• [Rows from a pointing dataset]:
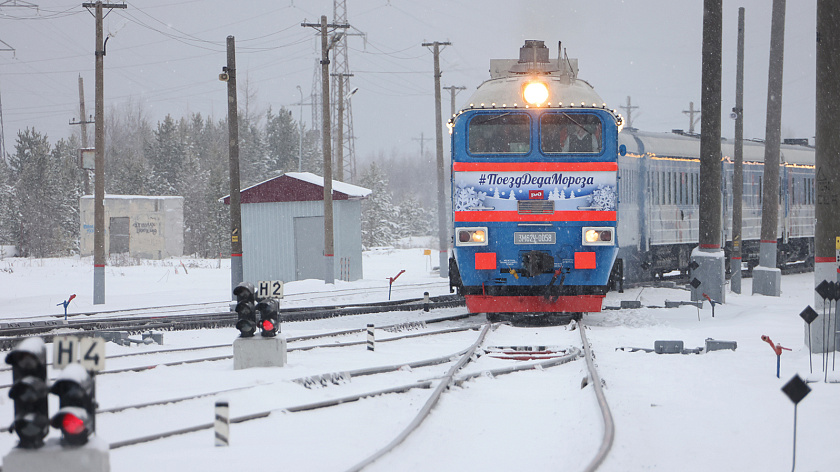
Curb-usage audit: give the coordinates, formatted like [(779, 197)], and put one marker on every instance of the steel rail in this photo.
[(609, 425), (427, 407)]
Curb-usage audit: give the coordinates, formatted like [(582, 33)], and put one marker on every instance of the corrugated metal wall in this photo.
[(268, 239)]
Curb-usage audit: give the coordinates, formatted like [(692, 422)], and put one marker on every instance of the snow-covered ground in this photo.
[(721, 410)]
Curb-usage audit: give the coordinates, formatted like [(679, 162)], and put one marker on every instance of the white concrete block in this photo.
[(258, 351)]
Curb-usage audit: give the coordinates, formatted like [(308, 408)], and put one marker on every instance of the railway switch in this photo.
[(29, 392)]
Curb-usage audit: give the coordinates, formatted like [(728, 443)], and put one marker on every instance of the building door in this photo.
[(309, 248), (118, 231)]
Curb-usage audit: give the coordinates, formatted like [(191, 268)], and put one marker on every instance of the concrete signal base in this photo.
[(767, 281), (258, 351), (92, 457), (711, 272)]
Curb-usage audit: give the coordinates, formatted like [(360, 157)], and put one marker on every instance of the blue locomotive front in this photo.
[(534, 190)]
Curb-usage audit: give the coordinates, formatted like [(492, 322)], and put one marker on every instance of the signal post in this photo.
[(267, 349), (79, 449)]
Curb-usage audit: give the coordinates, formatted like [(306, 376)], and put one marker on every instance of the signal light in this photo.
[(245, 310), (535, 93), (29, 392), (76, 416), (269, 317), (472, 237), (74, 424), (598, 236)]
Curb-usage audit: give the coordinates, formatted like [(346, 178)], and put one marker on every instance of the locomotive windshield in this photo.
[(508, 133), (570, 133)]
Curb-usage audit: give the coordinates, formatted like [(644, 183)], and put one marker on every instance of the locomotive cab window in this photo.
[(570, 133), (508, 133)]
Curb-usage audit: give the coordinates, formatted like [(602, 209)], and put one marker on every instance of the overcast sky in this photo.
[(165, 57)]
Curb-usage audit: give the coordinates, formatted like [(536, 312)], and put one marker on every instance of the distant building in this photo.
[(143, 227), (283, 229)]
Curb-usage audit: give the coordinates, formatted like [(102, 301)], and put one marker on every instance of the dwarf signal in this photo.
[(245, 309), (269, 310), (29, 392)]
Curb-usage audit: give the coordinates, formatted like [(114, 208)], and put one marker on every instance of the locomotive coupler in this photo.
[(558, 272)]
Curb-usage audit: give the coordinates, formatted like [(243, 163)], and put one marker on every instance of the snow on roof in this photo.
[(343, 187), (297, 187)]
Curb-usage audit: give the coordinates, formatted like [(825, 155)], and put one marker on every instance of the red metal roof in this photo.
[(290, 188)]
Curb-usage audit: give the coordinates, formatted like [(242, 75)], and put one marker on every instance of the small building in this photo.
[(283, 229), (143, 227)]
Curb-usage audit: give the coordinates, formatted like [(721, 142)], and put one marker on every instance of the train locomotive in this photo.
[(534, 190)]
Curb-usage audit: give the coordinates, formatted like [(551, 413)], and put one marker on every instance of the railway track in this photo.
[(425, 375), (12, 331), (437, 385)]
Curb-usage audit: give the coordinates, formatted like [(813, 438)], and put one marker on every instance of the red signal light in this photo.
[(72, 424)]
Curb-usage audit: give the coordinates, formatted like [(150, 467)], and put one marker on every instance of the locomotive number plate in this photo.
[(534, 238)]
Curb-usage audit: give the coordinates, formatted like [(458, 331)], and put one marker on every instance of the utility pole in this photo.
[(453, 90), (329, 246), (708, 261), (691, 120), (443, 232), (827, 168), (339, 150), (421, 139), (341, 86), (767, 278), (99, 160), (83, 122), (628, 110), (237, 273), (300, 132), (2, 134), (738, 173)]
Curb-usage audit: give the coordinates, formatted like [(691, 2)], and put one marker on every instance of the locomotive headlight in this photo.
[(471, 237), (535, 93), (598, 236)]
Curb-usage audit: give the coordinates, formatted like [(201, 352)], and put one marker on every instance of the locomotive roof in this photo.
[(688, 147), (507, 92)]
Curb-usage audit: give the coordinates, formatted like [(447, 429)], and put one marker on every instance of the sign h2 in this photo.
[(269, 288)]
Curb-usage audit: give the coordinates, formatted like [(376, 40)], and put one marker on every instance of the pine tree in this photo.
[(69, 182), (166, 155), (379, 216), (35, 173), (281, 142)]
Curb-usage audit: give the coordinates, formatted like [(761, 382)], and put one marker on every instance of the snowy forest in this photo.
[(41, 182)]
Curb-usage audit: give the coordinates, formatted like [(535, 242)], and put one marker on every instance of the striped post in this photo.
[(222, 424), (371, 339)]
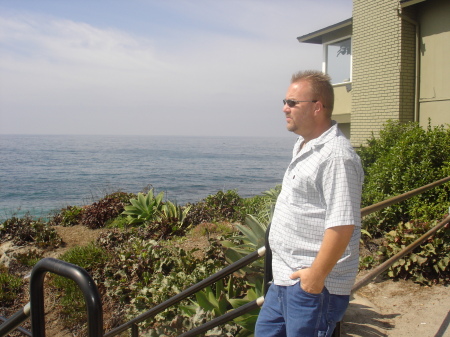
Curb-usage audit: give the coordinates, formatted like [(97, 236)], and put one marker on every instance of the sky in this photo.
[(148, 67)]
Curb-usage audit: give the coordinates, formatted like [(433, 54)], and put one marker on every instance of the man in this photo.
[(316, 225)]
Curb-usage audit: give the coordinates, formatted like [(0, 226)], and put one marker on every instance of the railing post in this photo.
[(84, 282)]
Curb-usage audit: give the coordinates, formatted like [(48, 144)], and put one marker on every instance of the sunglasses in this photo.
[(291, 103)]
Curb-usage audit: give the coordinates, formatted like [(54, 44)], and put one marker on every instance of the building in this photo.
[(390, 61)]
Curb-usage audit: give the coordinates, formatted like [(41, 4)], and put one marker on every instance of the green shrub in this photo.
[(222, 206), (427, 264), (26, 230), (403, 158), (144, 208), (100, 213), (10, 287), (69, 216), (92, 258)]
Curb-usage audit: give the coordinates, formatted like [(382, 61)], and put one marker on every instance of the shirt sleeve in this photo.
[(342, 185)]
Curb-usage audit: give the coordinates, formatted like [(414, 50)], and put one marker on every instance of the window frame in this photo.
[(325, 57)]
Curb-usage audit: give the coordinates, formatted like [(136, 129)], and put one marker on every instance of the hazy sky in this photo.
[(151, 67)]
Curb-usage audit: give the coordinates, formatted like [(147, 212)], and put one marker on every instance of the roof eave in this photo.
[(316, 37), (406, 3)]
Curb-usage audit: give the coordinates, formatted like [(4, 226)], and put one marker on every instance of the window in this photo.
[(338, 60)]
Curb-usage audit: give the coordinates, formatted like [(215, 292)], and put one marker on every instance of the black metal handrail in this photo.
[(386, 264), (263, 251), (190, 291), (84, 282), (15, 320)]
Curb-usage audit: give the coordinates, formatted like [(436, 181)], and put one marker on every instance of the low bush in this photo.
[(222, 206), (69, 216), (428, 264), (10, 287), (100, 213), (26, 230), (405, 157)]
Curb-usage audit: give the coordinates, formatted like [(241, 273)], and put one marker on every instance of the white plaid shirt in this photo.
[(321, 189)]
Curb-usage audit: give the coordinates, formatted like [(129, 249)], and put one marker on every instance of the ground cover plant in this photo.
[(405, 157), (145, 254)]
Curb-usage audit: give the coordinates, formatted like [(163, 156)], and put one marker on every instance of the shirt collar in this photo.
[(322, 139)]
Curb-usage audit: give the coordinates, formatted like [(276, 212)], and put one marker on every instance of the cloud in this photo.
[(199, 68)]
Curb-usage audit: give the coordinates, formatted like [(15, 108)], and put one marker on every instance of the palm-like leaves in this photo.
[(144, 208)]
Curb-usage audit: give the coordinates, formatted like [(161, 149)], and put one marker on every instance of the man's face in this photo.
[(299, 118)]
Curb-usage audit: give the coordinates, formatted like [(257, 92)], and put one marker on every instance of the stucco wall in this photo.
[(383, 84), (434, 19)]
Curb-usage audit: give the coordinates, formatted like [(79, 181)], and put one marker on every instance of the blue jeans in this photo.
[(292, 312)]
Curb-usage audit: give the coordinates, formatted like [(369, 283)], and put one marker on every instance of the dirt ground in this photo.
[(400, 309), (382, 308)]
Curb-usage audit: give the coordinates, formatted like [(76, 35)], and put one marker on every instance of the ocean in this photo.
[(40, 174)]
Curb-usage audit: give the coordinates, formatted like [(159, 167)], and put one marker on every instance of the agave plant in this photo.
[(172, 211), (253, 238), (145, 208)]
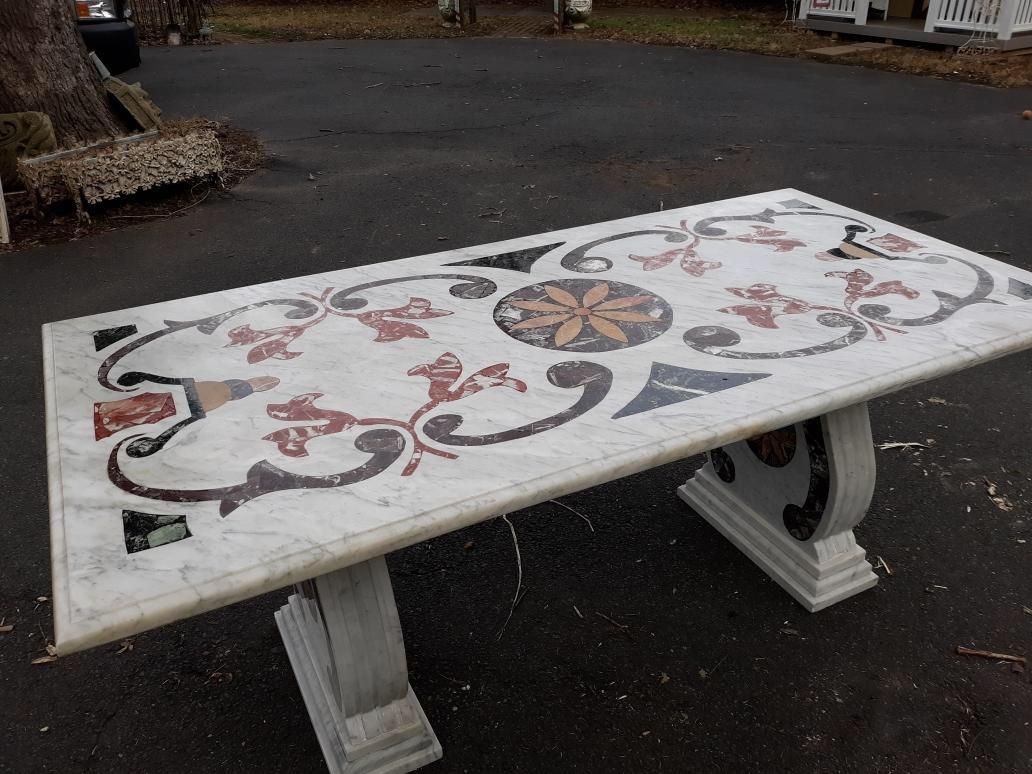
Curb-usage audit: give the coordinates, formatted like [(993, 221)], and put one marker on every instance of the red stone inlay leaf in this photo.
[(147, 408), (291, 441), (771, 237), (857, 283), (273, 342)]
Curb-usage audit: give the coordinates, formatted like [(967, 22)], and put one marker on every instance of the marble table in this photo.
[(210, 449)]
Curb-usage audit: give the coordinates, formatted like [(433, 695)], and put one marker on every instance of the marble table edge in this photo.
[(485, 248), (73, 635)]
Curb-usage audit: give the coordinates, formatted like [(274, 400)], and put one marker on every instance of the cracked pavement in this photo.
[(717, 669)]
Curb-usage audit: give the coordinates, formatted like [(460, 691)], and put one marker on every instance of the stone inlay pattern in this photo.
[(583, 315), (303, 423)]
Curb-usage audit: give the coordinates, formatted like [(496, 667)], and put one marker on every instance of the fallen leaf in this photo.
[(991, 654), (998, 500)]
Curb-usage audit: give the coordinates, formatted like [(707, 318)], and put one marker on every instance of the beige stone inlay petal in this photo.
[(538, 305), (625, 316), (569, 330), (631, 300), (540, 322), (561, 296), (607, 328), (595, 294)]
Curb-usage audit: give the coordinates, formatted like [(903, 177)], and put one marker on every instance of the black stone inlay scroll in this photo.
[(471, 287), (708, 227), (797, 204), (672, 384), (144, 447), (385, 446), (723, 465), (518, 260), (579, 260), (144, 530), (1021, 289), (107, 336), (802, 521)]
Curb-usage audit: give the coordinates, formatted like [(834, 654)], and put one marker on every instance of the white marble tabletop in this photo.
[(210, 449)]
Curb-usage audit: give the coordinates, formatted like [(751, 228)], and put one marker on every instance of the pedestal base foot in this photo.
[(350, 667), (789, 498)]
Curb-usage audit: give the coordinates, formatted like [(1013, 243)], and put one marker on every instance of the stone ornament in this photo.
[(23, 135), (577, 12), (110, 170)]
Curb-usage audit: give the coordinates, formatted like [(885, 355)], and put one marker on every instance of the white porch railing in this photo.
[(846, 8), (1023, 17), (1002, 18)]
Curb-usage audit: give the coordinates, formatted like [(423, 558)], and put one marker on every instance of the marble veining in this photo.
[(208, 449)]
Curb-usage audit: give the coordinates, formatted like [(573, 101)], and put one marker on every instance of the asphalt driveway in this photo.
[(390, 149)]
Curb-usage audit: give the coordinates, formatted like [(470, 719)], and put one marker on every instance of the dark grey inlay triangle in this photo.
[(518, 260), (143, 530), (1021, 289), (797, 204), (672, 384), (107, 336)]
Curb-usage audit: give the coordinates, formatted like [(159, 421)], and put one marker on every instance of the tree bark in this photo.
[(44, 67)]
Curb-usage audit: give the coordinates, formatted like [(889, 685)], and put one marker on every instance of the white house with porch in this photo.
[(992, 24)]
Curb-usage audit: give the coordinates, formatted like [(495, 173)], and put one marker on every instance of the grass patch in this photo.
[(321, 21), (753, 31), (768, 34)]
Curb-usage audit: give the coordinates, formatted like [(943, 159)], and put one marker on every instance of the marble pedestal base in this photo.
[(789, 500), (344, 639)]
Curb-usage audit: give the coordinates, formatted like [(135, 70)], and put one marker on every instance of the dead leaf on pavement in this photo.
[(998, 500), (990, 654)]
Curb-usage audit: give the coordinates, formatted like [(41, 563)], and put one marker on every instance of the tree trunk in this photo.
[(44, 67)]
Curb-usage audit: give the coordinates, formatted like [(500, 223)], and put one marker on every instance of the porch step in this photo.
[(839, 51)]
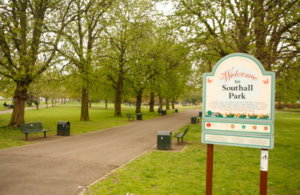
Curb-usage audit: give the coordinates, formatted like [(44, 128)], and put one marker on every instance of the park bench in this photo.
[(129, 116), (33, 128), (181, 135)]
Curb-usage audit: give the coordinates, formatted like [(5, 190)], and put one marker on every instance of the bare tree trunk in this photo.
[(151, 103), (84, 104), (20, 97), (138, 102)]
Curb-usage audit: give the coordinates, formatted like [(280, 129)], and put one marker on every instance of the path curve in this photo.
[(61, 166)]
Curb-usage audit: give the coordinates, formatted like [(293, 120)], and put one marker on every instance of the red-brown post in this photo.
[(209, 168), (264, 171)]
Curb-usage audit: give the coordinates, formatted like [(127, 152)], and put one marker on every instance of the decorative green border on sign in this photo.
[(240, 132), (271, 138), (272, 74)]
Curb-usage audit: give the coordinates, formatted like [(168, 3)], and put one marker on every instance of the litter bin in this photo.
[(164, 140), (139, 116), (194, 120), (200, 113), (63, 128)]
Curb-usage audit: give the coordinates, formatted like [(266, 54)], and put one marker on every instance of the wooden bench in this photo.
[(129, 116), (181, 135), (33, 128)]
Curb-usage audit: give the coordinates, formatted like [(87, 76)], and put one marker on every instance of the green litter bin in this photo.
[(164, 140), (194, 120), (63, 128)]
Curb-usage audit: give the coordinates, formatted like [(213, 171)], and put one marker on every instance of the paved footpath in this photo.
[(61, 166)]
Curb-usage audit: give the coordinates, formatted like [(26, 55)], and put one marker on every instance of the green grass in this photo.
[(100, 119), (236, 169)]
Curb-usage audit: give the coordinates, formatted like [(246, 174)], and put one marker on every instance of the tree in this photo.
[(29, 35), (269, 30), (81, 38), (127, 17)]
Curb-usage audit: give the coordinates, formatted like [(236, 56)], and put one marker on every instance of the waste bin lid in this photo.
[(63, 123), (164, 133)]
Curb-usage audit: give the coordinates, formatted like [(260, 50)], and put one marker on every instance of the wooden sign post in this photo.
[(238, 109)]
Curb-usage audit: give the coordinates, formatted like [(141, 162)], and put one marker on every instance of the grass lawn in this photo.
[(100, 119), (236, 169)]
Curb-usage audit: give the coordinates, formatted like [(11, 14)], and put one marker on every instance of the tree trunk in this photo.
[(118, 98), (84, 104), (151, 103), (138, 102), (20, 97), (160, 102), (167, 104)]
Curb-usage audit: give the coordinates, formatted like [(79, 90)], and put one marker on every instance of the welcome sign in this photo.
[(238, 103)]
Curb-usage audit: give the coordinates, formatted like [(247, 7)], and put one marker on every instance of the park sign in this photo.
[(238, 103)]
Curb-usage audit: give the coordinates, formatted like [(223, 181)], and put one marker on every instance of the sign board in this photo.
[(239, 103)]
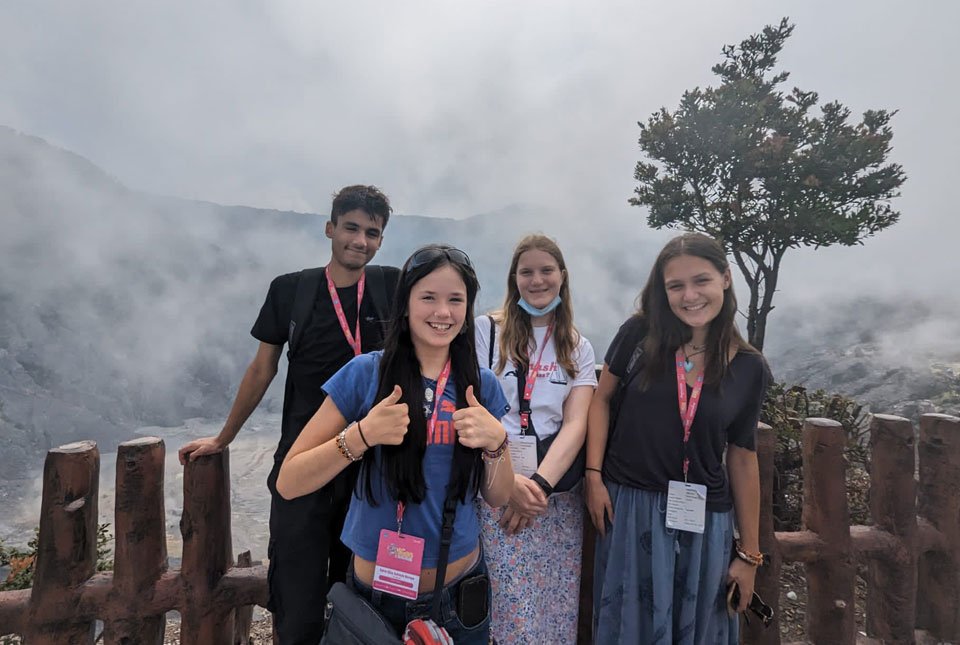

• [WHAT TO DO]: Copy the stretch of the data from the line containing "edge in this photo." through the line containing "328), (595, 294)]", including both of those lines, exactly as they appear.

• [RESULT OF THE TASK]:
Curb-usage audit: give the coordinates, formatted like [(433, 695)], and put one marker on every instance of the marble table edge in this photo.
[(485, 248), (73, 635)]
Curb-usage audit: give the coordinates, formatted like [(274, 400)], and put one marker on every instance of the cracked pavement in this photo.
[(717, 669)]
Curb-usage audit: give the coordinates, formatted like [(460, 691)], and put one marker on every instance of the stone inlay pattern in this photo.
[(583, 315), (303, 423)]
Curb-usage audit: give the coordinates, formatted like [(496, 667)], and put one marker on every instance of the fallen leaf in this photo.
[(991, 654), (998, 500)]
Curb-usage audit: give the coordinates, formatted like [(707, 318)], and put one marker on every instance of the beige stone inlay petal in this photo.
[(538, 305), (625, 316), (569, 330), (631, 300), (540, 322), (561, 296), (607, 328), (595, 294)]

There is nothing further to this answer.